PROBLEM TO WORK ON: Copy each of the records exactly.

ENTRIES SUPPLIED:
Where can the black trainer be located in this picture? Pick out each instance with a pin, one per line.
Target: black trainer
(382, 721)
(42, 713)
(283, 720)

ANSWER BOX:
Where can the black trainer be located in this picture? Pick out each instance with a pin, one per line.
Target: black trainer
(382, 721)
(42, 713)
(283, 720)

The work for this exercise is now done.